Study material
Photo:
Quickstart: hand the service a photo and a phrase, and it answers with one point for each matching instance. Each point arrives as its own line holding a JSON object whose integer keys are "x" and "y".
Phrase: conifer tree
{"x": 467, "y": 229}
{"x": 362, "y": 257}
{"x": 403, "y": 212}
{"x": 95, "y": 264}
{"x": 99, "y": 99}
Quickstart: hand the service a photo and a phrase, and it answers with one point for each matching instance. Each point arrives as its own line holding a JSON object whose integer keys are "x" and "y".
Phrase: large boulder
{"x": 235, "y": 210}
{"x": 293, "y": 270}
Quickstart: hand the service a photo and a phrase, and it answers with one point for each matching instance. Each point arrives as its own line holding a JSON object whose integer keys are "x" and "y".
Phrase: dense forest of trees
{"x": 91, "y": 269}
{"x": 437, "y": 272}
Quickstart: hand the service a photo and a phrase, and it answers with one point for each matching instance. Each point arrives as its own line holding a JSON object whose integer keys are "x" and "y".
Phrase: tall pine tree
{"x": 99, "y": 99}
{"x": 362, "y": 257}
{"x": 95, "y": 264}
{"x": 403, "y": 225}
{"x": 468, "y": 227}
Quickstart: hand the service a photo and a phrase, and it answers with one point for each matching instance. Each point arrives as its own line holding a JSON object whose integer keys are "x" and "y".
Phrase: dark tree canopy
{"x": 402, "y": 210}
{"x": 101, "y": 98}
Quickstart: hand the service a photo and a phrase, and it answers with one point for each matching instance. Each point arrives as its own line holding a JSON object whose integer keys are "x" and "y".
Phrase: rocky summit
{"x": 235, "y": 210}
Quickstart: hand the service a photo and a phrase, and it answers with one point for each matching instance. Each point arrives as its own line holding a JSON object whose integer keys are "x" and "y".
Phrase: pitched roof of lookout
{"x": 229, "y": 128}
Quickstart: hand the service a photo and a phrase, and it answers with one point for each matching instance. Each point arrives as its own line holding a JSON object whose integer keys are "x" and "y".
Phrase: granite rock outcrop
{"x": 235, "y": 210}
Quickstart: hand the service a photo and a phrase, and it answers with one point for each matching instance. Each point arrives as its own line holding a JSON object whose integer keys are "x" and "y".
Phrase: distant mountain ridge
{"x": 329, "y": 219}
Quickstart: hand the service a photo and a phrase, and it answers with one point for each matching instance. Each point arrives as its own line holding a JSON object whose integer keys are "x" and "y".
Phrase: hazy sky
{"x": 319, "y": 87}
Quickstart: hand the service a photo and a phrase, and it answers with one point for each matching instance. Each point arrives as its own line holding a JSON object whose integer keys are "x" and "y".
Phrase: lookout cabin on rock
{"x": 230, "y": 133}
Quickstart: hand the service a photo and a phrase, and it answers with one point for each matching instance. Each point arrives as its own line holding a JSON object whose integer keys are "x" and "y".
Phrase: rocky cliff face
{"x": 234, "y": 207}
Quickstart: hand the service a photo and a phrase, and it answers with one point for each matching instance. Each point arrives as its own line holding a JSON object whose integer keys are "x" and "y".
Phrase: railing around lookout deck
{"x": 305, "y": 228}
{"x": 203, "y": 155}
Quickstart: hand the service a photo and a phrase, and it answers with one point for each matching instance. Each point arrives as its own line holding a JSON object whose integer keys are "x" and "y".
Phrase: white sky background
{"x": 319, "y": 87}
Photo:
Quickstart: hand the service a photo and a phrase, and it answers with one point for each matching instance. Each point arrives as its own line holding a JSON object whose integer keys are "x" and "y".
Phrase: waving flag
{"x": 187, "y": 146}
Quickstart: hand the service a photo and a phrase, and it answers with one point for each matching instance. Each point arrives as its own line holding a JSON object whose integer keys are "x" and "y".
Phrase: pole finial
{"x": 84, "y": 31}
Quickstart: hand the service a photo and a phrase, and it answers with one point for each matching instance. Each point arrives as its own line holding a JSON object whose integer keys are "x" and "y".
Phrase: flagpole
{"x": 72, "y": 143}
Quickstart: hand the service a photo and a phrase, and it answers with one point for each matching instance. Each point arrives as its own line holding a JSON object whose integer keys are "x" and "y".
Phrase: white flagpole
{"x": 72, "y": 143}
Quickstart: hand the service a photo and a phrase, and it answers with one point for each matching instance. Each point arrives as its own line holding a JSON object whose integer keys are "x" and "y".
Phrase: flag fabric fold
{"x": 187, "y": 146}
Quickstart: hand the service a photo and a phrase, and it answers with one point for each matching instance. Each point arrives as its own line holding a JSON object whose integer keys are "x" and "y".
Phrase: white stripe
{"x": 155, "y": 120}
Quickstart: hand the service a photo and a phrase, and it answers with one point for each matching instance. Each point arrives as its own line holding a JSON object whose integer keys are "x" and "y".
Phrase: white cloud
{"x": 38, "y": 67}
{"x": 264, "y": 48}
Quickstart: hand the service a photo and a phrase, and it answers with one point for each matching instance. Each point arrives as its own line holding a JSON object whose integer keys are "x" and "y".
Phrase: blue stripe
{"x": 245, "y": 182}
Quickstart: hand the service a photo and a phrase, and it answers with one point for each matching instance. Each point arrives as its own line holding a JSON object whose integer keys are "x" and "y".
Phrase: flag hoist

Task statement
With no word added or dropped, repeat the entire listing.

Response for this exercise
Photo:
Quickstart: hand the service a photo and a phrase, and it answers with one point for each matching instance. Each point arrives as its own line holding a JSON object whose integer keys are "x" and "y".
Phrase: conifer tree
{"x": 467, "y": 229}
{"x": 362, "y": 257}
{"x": 403, "y": 212}
{"x": 95, "y": 264}
{"x": 99, "y": 99}
Quickstart: hand the service a photo and a phrase, and it answers with one point for each matching instance. Each point arrives as its own line holding a JSON object whose integer keys are "x" and "y".
Phrase: large boulder
{"x": 235, "y": 210}
{"x": 293, "y": 270}
Quickstart: hand the service a photo and a phrase, and it answers with one point for each matching instance. Each point arrives as its own line holding a JSON object whose integer keys are "x" and "y".
Phrase: dense forest of trees
{"x": 91, "y": 269}
{"x": 437, "y": 272}
Quickstart: hand the service a photo and a phrase, and it answers with one point for each matching instance. Each point arrives as its own line holding a JSON object whose integer keys are "x" and "y".
Phrase: tall pine tree
{"x": 99, "y": 99}
{"x": 362, "y": 257}
{"x": 95, "y": 264}
{"x": 403, "y": 225}
{"x": 468, "y": 227}
Quickstart: hand the service a photo and a phrase, and it answers with one point for each matching instance. Each point arrives as its own line holding a JSON object whose integer keys are "x" and "y".
Phrase: dark tree canopy
{"x": 402, "y": 210}
{"x": 101, "y": 98}
Quickstart: hand the service a photo and a phrase, and it answers with one point for each matching instance. Each point arrives as its own line holding a JSON object whose integer keys are "x" and "y".
Phrase: rocky summit
{"x": 235, "y": 210}
Quickstart: hand the service a photo and a phrase, and it answers with one point for each matching instance. Each point arrives as its own line holding a JSON object whose integer keys are "x" and "y".
Phrase: pitched roof of lookout
{"x": 229, "y": 128}
Quickstart: hand the service a photo and a phrase, and it answers with one point for each matching instance. Each point arrives as its own line holding a JSON object whose integer keys are "x" and "y".
Phrase: granite rock outcrop
{"x": 235, "y": 210}
Quickstart: hand the service a photo and a phrase, and it answers with one point for each matching instance. Each point arrives as its own line holding a JSON object whose integer keys are "x" and "y".
Phrase: distant mountain ridge
{"x": 329, "y": 219}
Quickstart: hand the service a photo and a phrase, and it answers with one point for each matching instance. Each point arrives as its own line holding a JSON object whose integer keys are "x" and "y".
Phrase: hazy sky
{"x": 319, "y": 87}
Quickstart: hand the service a photo and a phrase, and it answers with one point for each matching instance. Each point arrives as its own line holding a JSON object whose integer keys are "x" and "y".
Phrase: lookout cabin on rock
{"x": 230, "y": 133}
Quickstart: hand the service a photo and a phrase, and it answers with one point for each matching instance. Each point arrives as its own line holding a JSON object whose integer keys are "x" and "y".
Phrase: rocky cliff face
{"x": 234, "y": 207}
Quickstart: hand the service a photo and a phrase, and it answers with one point for each matching instance. Each point arrives as its own line holding a JSON object whose integer keys are "x" and "y".
Phrase: railing around lookout deck
{"x": 305, "y": 228}
{"x": 203, "y": 155}
Quickstart: hand the service a photo and a phrase, and it answers with one point for each matching instance. Each point arrives as its own line holding a JSON object whose integer keys are "x" and "y".
Phrase: white sky background
{"x": 319, "y": 87}
Photo:
Quickstart: hand the service a photo and a phrase, and it answers with one point for each matching instance. Each point arrives as its own line holding a JSON object whose integer keys are "x" and "y".
Phrase: waving flag
{"x": 187, "y": 146}
Quickstart: hand the service a photo and a phrase, and it answers with one point for each matching instance. Each point arrives as its own line holding a JSON object whose integer keys are "x" and "y".
Phrase: pole finial
{"x": 84, "y": 31}
Quickstart: hand the service a photo and a phrase, and it answers with one point for each matching instance. Each point arrives as its own line holding a JSON object whose integer keys are "x" and "y".
Phrase: flagpole
{"x": 72, "y": 143}
Quickstart: hand the service a photo and a phrase, and it answers with one point for each matching instance. Each point arrives as its own line holding a JSON object whose integer keys are "x" and "y".
Phrase: white flagpole
{"x": 72, "y": 143}
Quickstart: hand the service a photo and a phrase, and it answers with one point for each matching instance. Each point arrives as its own line holding a JSON object whose integer keys are "x" and "y".
Phrase: flag fabric fold
{"x": 187, "y": 146}
Quickstart: hand the service a photo and a phrase, and it answers with one point for each matching instance. Each point arrives as its own line holding a JSON object whose integer keys are "x" and "y".
Phrase: white stripe
{"x": 155, "y": 120}
Quickstart: hand the service a photo and a phrase, and it answers with one point for each matching instance. Each point arrives as its own line holding a JSON object whose integer keys are "x" and "y".
Phrase: white cloud
{"x": 38, "y": 67}
{"x": 264, "y": 48}
Quickstart: hand the service a photo and a phrase, and it answers with one point for each matching instance. Each point arrives as its own line holding a JSON object whose integer keys are "x" and "y".
Phrase: blue stripe
{"x": 245, "y": 182}
Quickstart: hand the service a photo and a phrase, and it answers with one point for each matching instance. Each point arrives as its own line holding a JSON object whose integer keys are "x" and "y".
Phrase: flag hoist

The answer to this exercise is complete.